====== Textausschnitt
Gesellschaftliche Modernisierung, wie z.B.  bei der Gleichstellung von Frau und Mann, den verschiedenen geschlechtlichen Lebensformen, der Verkleinerung des Bundestages, der Senkung des Wahlalters,

und vieles anderes mehr!

Diese Ziele und auch viele weitere müssen erreicht werden durch einen echten Abbau von Bürokratie, durch eine Vereinfachung der Verfahren, durch Schaffung von transparenten, überschaubaren, praktikablen Gesetzen. Dazu gehört auch die personelle Verstärkung von Verwaltung und Justiz, damit die Verfahrensbeschleunigung überhaupt möglich werden kann.

In all diesen Punkten sind sich die Koalitionäre grundsätzlich einig, wenn auch die Details noch nicht feststehen, was auch in diesem frühen Stadium der Regierungsbildung noch nicht möglich ist. Wichtig ist, dass die Parteien diesen Willen haben und dass sie die ernste Absicht haben, Neues zu wagen, zu beginnen und zu gestalten und nicht nur, wie CDU/CSU in der alten Bundesregierung, überall Schwierigkeiten sehen und die Hemmnisse immer und immer wieder in den Vordergrund stellen.
============
====== Bereitgestellte Datensätze
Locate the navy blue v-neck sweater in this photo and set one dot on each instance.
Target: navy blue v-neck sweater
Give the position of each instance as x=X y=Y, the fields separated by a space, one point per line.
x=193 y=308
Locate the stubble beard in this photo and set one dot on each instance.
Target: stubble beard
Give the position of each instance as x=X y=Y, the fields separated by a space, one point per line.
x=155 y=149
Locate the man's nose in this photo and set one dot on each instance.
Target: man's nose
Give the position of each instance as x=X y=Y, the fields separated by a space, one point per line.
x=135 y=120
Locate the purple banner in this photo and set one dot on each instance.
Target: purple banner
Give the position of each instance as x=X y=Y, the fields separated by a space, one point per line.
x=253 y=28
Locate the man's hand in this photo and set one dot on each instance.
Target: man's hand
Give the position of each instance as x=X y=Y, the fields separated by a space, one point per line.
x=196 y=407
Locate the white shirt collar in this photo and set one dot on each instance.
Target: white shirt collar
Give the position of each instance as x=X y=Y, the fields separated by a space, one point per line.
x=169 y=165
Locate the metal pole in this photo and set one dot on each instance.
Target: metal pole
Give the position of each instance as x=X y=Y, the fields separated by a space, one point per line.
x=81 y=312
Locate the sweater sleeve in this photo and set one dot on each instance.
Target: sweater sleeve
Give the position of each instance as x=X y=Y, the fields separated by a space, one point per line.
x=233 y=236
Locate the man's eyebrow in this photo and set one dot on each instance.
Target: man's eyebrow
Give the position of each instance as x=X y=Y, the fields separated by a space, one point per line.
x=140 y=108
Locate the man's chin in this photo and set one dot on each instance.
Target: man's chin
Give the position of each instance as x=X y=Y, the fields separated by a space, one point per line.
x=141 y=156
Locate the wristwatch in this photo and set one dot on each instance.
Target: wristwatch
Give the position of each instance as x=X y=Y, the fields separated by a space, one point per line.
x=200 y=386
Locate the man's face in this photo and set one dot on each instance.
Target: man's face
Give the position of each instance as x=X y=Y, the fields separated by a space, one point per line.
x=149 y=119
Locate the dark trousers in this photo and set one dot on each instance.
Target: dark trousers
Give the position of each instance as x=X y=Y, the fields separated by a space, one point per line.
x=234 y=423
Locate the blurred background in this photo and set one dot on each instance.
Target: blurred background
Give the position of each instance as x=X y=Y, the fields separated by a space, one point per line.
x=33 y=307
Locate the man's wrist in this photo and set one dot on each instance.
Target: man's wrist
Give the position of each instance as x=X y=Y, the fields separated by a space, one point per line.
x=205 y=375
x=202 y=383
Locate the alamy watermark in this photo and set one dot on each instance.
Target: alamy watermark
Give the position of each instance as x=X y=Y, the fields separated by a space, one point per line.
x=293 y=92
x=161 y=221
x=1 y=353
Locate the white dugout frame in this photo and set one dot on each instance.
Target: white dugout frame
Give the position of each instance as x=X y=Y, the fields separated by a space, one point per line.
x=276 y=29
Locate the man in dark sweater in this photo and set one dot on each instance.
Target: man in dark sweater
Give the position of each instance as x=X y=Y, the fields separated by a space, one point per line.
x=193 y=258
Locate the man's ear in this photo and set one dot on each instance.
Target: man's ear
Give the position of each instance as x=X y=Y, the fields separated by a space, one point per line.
============
Geben Sie den Teil des Textausschnitts wortgetreu wieder, der mit den Worten „Diese Ziele und“ beginnt und mit „den Vordergrund stellen.“ endet. Die Datensätze stehen in keinem Zusammenhang mit dem Textausschnitt.

Lösung =>
Diese Ziele und auch viele weitere müssen erreicht werden durch einen echten Abbau von Bürokratie, durch eine Vereinfachung der Verfahren, durch Schaffung von transparenten, überschaubaren, praktikablen Gesetzen. Dazu gehört auch die personelle Verstärkung von Verwaltung und Justiz, damit die Verfahrensbeschleunigung überhaupt möglich werden kann.

In all diesen Punkten sind sich die Koalitionäre grundsätzlich einig, wenn auch die Details noch nicht feststehen, was auch in diesem frühen Stadium der Regierungsbildung noch nicht möglich ist. Wichtig ist, dass die Parteien diesen Willen haben und dass sie die ernste Absicht haben, Neues zu wagen, zu beginnen und zu gestalten und nicht nur, wie CDU/CSU in der alten Bundesregierung, überall Schwierigkeiten sehen und die Hemmnisse immer und immer wieder in den Vordergrund stellen.